EXERCISE DESCRIPTION -
Reproduce the following lines word for word, keeping every character as it appears.

LISTED RECORDS -
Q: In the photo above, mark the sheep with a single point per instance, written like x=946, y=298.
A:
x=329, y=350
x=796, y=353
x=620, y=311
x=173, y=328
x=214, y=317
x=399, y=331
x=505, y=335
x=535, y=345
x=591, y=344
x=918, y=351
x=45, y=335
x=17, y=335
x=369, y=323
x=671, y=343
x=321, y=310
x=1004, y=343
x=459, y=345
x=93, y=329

TASK RESPONSE -
Q: In the photo above, mark the sheep with a single point per instance, written like x=946, y=298.
A:
x=329, y=350
x=796, y=353
x=620, y=311
x=173, y=328
x=214, y=317
x=399, y=331
x=505, y=335
x=535, y=345
x=591, y=344
x=918, y=351
x=45, y=335
x=17, y=335
x=369, y=323
x=671, y=343
x=321, y=310
x=1004, y=343
x=459, y=345
x=93, y=329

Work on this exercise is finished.